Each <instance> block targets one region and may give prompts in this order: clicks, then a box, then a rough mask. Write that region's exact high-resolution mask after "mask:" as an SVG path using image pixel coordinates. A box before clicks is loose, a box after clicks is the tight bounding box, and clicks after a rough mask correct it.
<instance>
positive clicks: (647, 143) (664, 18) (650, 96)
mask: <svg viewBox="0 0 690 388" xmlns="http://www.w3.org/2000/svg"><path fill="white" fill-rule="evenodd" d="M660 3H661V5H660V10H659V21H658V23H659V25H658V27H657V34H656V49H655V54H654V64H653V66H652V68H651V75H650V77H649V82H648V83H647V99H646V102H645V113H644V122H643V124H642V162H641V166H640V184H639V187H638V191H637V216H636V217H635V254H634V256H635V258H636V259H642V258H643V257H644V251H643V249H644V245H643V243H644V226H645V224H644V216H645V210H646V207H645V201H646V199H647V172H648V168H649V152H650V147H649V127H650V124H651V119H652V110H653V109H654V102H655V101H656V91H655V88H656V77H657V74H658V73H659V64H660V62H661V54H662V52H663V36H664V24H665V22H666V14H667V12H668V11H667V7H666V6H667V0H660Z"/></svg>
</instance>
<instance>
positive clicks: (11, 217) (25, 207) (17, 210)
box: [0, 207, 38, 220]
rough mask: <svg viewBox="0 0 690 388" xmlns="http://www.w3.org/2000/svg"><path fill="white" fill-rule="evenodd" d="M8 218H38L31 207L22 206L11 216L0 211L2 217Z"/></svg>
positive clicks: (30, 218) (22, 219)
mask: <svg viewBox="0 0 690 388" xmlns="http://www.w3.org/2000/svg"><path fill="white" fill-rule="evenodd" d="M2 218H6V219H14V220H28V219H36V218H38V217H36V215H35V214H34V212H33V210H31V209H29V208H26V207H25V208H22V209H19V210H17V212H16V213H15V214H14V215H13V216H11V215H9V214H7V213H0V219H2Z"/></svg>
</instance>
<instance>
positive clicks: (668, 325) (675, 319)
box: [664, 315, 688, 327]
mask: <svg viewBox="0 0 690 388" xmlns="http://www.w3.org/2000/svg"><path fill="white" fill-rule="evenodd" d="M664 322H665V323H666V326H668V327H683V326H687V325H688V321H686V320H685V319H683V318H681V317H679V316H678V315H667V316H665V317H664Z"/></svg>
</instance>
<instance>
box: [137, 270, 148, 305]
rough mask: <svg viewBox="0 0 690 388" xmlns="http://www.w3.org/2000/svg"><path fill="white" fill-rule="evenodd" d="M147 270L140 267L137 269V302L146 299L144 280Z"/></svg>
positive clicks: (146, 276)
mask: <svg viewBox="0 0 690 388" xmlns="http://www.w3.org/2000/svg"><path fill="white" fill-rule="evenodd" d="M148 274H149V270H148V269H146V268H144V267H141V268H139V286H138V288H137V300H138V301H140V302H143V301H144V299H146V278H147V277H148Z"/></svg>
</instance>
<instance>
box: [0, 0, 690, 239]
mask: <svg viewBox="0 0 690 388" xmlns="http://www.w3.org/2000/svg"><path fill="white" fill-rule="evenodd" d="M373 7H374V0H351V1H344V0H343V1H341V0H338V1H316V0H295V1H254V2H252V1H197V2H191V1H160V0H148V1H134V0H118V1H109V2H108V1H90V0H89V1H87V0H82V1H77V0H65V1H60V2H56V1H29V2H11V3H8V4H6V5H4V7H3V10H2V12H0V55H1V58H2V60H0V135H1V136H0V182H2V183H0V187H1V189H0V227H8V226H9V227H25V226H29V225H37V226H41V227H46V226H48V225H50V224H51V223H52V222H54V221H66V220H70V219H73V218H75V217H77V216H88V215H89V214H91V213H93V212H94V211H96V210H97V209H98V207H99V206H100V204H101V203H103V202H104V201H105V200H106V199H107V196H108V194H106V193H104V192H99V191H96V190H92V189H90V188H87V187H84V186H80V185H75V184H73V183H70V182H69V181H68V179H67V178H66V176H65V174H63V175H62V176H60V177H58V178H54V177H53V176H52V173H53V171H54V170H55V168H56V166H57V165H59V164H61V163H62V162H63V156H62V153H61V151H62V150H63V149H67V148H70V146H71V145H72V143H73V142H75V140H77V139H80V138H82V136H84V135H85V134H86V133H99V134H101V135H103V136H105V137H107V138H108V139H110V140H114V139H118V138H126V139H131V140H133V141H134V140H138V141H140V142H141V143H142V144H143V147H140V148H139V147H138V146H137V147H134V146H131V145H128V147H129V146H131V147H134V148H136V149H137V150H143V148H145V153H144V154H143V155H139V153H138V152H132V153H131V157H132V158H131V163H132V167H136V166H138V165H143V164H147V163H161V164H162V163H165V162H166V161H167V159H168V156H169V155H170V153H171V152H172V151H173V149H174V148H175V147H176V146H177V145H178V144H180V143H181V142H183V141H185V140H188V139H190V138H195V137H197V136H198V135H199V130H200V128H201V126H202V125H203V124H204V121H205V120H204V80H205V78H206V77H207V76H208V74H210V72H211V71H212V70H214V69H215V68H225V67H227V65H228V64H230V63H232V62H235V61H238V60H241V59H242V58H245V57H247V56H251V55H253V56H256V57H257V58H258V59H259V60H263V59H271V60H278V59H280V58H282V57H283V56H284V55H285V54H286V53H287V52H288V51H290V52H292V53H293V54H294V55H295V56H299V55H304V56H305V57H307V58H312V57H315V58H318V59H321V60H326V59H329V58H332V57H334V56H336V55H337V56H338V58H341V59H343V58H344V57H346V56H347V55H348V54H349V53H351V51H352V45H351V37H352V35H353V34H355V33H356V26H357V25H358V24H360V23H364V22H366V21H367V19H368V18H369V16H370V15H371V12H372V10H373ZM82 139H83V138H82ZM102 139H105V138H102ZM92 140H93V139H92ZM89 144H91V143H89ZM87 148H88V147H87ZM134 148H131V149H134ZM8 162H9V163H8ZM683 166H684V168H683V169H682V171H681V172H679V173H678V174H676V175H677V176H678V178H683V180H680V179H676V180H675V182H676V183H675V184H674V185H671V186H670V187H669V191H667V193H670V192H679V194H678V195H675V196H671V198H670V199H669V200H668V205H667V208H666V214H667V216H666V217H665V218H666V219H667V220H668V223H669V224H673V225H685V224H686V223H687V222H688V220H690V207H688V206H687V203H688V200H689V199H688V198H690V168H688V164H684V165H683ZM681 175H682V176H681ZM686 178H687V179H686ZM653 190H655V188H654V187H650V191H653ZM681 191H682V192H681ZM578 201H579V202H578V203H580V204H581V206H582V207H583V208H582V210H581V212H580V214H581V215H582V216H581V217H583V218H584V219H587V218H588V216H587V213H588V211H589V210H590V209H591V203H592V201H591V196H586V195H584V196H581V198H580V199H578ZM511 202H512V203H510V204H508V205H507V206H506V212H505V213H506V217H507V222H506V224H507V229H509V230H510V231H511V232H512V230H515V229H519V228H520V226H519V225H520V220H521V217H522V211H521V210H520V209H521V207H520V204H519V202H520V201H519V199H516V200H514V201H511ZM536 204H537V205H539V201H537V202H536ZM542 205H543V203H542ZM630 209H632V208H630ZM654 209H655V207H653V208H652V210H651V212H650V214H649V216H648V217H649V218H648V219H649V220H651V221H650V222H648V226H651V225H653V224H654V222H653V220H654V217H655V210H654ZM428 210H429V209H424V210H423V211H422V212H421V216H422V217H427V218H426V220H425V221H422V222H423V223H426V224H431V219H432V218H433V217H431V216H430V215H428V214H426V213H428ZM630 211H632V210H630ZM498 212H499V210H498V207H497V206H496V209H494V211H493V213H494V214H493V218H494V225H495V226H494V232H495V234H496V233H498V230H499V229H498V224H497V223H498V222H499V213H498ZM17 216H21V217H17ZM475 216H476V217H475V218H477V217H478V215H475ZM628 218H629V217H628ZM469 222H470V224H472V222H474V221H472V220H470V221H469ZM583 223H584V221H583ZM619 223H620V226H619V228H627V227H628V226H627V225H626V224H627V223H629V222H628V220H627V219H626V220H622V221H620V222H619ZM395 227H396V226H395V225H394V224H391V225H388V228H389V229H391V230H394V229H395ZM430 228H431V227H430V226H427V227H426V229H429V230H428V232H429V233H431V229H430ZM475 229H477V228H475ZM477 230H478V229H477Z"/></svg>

WHAT THE EXERCISE ASKS :: The answer must be every line of the records that contains the word "rough".

RESULT FOR THIS EXERCISE ::
Each <instance> block targets one region and may give prompts in this order: clicks, then a box, then a rough mask. Write that region's exact high-resolution mask after "mask:" as an SVG path using image pixel coordinates. A box before clicks is loose, a box after clicks is the tight bounding box, and clicks after a rough mask correct it.
rough mask: <svg viewBox="0 0 690 388" xmlns="http://www.w3.org/2000/svg"><path fill="white" fill-rule="evenodd" d="M8 218H38L31 207L22 206L11 216L0 211L2 217Z"/></svg>
rough mask: <svg viewBox="0 0 690 388" xmlns="http://www.w3.org/2000/svg"><path fill="white" fill-rule="evenodd" d="M147 270L140 267L137 269V302L146 299L144 280Z"/></svg>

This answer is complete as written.